The recent US Supreme Court decision in Prometheus Labs impacts the patentability of medical diagnostic method claims specifically and, more generally, any method claim relying on a correlation based on a law of nature. In a unanimous ruling, the Supreme Court held that Prometheus' process for determining the proper dosage of thiopurine drugs to treat autoimmune diseases is not patentable subject matter under 35 U.S.C. § 101. Mayo Collaborative Servs. v. Prometheus Labs., Inc., No. 2008-1403, slip. op. (Fed. Cir. Dec. 17, 2010), rev'd, 566 U.S. __ (2012).
The claims at issue had a general format as follows: a method of optimizing therapeutic efficacy for treatment of a disease comprising (a) administering a drug to a subject and (b) determining the level of a metabolite in the subject, wherein a metabolite level less than X indicates a need to increase the amount of drug and a metabolite level greater than Y indicates a need to decrease the amount of drug subsequently administered to the subject (see generally Slip op. at p. 5-6).
The Supreme Court noted that, in Prometheus Labs, (i) the particular drug/disease treatment protocol was already known when the patent application was filed (see Slip op. at p. 9); (ii) the metabolite/disease correlation was already known when the patent application was filed, but the precise levels of X and Y were not known (see Slip op. at p. 4-5; but see p. 21-22); (iii) the "determining" step was broad and not limited to any particular "non-conventional" process (see Slip op. at p. 10, 13, 18, 19); and (iv) the claims did not actually require any subsequent step after determining level of metabolite (i.e., "indicates a need" is at most a suggestion, not an action) (see Slip op. at p. 9, 13).

━━━━━━

- **EXERCISE INSTRUCTIONS**
a - In the text on the Prometheus Labs decision, which points does the Supreme Court note about the case? List each one.
b - Can you repeat the passage of the Prometheus Labs text between "The Supreme Court noted" and "at p. 9, 13).", inclusive, word for word?

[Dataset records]
━━━━━━

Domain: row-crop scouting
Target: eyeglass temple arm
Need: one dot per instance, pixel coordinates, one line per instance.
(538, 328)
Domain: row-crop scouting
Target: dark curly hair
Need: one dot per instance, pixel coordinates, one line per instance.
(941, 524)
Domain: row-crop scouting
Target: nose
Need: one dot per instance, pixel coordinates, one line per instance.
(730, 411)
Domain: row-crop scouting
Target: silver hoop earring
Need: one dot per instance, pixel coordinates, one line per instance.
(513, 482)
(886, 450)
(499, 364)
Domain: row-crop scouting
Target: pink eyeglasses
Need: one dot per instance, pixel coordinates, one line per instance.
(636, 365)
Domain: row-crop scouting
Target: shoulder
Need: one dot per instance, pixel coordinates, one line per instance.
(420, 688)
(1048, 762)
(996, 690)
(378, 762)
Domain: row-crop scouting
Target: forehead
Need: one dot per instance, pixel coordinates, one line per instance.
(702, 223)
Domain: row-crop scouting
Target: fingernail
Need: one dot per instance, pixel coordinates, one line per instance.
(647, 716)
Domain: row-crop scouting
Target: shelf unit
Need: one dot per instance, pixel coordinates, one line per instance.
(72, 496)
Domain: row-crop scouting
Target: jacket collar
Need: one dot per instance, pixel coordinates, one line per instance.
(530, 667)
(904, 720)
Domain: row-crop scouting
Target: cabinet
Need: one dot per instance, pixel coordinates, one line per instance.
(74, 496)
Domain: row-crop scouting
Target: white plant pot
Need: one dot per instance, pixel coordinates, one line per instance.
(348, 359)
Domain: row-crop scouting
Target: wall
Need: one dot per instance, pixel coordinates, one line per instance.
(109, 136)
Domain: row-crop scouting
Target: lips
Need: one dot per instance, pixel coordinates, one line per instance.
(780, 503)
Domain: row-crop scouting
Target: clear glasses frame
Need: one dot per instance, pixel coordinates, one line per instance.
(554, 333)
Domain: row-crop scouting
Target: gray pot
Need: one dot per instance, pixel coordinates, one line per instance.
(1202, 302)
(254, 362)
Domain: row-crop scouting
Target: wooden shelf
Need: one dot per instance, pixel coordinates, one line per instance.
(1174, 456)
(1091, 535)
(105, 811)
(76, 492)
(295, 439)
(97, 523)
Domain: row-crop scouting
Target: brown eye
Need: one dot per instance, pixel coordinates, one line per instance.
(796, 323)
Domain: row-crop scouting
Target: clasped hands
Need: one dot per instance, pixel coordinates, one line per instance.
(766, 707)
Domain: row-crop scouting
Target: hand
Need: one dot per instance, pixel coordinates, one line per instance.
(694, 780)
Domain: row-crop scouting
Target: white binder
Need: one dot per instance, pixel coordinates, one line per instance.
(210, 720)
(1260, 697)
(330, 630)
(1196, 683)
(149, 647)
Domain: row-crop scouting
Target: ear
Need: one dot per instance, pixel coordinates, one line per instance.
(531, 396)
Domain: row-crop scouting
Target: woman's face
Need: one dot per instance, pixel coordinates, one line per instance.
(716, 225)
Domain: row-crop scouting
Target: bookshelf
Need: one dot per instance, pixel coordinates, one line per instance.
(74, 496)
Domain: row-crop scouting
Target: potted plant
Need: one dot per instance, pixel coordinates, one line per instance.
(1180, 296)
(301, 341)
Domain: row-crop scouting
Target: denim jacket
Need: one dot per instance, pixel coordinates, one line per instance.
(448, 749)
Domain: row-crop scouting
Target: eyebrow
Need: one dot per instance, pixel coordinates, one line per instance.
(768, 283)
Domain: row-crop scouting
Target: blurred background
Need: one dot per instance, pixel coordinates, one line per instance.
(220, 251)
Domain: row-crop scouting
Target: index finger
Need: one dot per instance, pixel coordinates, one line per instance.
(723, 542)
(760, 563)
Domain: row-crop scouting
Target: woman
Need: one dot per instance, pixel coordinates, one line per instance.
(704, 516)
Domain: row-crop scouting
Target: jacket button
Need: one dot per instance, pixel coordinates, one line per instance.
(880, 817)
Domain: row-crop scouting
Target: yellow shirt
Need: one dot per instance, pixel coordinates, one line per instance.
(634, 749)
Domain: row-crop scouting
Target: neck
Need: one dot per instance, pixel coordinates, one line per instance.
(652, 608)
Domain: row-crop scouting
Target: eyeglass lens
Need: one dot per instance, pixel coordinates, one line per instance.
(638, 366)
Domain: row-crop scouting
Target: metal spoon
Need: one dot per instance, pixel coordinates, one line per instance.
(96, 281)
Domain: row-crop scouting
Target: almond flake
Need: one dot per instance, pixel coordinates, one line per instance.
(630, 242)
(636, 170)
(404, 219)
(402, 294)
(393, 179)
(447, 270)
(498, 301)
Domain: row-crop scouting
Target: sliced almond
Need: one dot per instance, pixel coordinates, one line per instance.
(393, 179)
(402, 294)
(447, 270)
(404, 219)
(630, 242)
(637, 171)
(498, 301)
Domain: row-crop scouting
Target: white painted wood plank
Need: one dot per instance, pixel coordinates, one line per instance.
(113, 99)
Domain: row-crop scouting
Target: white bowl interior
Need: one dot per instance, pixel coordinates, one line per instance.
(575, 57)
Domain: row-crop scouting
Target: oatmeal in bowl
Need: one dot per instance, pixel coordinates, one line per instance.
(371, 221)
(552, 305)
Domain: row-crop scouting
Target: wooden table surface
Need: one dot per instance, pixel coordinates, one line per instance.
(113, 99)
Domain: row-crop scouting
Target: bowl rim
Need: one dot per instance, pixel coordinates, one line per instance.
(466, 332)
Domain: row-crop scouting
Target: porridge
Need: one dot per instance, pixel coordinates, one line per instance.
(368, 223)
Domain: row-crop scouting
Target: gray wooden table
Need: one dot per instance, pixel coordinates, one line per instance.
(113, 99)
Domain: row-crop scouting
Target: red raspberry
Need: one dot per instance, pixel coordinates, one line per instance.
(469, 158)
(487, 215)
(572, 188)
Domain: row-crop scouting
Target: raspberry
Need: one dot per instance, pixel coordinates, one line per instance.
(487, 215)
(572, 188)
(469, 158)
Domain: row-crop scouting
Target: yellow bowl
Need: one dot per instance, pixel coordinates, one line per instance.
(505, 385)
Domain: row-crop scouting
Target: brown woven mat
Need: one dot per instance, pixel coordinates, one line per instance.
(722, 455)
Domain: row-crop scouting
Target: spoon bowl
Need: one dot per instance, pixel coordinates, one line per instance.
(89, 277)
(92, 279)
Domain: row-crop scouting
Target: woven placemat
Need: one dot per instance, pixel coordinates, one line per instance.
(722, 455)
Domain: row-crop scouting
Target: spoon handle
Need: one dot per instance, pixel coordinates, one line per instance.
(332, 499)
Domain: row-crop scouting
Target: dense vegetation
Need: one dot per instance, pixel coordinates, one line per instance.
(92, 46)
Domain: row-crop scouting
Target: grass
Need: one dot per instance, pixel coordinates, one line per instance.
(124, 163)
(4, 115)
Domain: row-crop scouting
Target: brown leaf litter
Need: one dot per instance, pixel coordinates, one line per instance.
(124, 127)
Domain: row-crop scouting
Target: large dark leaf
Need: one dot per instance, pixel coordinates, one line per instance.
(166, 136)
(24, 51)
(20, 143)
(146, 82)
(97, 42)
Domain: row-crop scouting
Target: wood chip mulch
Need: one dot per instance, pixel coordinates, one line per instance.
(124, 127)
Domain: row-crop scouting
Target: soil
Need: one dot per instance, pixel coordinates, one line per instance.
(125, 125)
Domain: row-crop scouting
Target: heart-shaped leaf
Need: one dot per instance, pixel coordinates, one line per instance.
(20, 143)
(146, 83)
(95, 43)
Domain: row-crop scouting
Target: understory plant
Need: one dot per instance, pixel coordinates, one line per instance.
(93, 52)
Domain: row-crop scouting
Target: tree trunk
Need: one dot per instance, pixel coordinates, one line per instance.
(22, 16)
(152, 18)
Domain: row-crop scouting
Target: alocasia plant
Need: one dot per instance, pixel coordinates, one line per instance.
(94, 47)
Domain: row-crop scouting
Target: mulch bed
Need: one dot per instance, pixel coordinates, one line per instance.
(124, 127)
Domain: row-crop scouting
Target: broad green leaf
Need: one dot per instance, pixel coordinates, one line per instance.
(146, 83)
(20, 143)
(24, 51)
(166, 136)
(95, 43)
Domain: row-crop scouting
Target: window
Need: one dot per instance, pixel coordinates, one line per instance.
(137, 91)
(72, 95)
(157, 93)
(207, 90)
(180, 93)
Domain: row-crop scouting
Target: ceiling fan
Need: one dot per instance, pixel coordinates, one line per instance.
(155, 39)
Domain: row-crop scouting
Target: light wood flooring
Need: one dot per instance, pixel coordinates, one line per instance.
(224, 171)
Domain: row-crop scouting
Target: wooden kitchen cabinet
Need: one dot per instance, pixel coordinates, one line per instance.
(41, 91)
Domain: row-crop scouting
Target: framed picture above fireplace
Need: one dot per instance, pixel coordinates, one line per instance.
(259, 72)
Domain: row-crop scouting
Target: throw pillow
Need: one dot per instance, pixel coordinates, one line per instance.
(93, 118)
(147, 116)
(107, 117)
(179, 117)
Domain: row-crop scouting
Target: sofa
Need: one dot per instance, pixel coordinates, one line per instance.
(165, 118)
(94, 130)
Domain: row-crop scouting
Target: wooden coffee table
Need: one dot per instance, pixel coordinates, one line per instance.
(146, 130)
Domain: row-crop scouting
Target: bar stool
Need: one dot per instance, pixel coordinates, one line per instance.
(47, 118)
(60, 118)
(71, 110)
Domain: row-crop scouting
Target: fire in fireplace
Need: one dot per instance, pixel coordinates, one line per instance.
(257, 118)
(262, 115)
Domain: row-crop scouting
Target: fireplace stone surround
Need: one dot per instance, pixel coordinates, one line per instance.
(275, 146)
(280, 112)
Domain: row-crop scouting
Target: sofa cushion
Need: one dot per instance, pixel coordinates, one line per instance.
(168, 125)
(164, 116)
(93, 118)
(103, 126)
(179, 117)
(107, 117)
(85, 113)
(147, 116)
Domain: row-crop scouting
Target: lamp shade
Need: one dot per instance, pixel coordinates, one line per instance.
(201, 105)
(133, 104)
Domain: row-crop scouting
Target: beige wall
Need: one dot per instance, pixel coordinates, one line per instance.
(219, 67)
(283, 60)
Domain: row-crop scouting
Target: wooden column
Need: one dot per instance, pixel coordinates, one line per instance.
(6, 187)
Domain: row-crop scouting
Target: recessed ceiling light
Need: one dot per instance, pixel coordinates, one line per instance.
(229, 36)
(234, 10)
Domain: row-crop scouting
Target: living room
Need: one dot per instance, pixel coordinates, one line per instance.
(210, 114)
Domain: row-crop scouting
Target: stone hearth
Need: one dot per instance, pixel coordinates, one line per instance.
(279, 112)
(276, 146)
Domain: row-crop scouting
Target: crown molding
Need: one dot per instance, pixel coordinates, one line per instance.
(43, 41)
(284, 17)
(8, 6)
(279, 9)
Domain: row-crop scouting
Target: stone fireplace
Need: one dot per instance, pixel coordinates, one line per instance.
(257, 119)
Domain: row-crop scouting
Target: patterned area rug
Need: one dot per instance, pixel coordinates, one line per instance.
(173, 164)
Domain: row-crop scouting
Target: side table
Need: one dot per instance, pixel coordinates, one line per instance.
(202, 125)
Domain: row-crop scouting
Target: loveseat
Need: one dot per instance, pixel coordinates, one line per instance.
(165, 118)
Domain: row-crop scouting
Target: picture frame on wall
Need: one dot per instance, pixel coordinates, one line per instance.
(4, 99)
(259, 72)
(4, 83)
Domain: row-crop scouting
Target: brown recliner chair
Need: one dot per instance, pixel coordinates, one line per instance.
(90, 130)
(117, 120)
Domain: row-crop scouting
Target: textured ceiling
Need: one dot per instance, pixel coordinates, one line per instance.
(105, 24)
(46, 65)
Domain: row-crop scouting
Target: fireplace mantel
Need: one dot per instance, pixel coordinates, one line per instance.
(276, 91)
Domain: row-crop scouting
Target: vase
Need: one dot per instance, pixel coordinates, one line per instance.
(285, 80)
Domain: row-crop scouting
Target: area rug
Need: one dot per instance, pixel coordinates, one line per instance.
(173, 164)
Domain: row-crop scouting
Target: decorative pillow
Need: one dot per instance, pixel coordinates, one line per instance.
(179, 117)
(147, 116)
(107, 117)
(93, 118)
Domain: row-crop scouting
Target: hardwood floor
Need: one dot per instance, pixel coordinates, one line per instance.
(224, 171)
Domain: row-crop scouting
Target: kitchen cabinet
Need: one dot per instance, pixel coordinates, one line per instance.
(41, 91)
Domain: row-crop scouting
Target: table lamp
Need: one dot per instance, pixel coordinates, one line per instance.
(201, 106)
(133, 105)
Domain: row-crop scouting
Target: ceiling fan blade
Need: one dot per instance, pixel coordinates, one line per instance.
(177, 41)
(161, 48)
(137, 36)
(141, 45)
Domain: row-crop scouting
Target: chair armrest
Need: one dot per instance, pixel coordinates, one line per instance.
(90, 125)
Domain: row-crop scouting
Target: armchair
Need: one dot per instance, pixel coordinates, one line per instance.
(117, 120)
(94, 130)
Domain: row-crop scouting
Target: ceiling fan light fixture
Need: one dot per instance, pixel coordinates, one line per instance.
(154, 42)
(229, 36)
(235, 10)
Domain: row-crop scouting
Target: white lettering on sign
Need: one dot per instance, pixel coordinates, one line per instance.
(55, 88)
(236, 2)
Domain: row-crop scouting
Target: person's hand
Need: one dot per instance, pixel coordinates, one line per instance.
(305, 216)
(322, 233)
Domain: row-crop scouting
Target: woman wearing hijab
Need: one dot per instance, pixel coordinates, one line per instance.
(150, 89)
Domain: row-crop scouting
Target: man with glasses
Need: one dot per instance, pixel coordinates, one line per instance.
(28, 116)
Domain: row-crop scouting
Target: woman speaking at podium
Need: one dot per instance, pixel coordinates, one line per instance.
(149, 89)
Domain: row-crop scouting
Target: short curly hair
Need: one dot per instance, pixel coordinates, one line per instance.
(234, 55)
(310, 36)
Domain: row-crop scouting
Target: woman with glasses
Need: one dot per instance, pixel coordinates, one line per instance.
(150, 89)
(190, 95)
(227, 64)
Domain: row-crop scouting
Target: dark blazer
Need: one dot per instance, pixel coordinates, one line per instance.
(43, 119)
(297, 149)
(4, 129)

━━━━━━

- **SET OF ANSWERS**
a -
- The particular drug/disease treatment protocol was already known when the patent application was filed.
- The metabolite/disease correlation was already known when the patent application was filed, but the precise levels of X and Y were not known.
- The "determining" step was broad and not limited to any particular "non-conventional" process.
- The claims did not actually require any subsequent step after determining the level of metabolite ("indicates a need" is at most a suggestion, not an action).

b -
The Supreme Court noted that, in Prometheus Labs, (i) the particular drug/disease treatment protocol was already known when the patent application was filed (see Slip op. at p. 9); (ii) the metabolite/disease correlation was already known when the patent application was filed, but the precise levels of X and Y were not known (see Slip op. at p. 4-5; but see p. 21-22); (iii) the "determining" step was broad and not limited to any particular "non-conventional" process (see Slip op. at p. 10, 13, 18, 19); and (iv) the claims did not actually require any subsequent step after determining level of metabolite (i.e., "indicates a need" is at most a suggestion, not an action) (see Slip op. at p. 9, 13).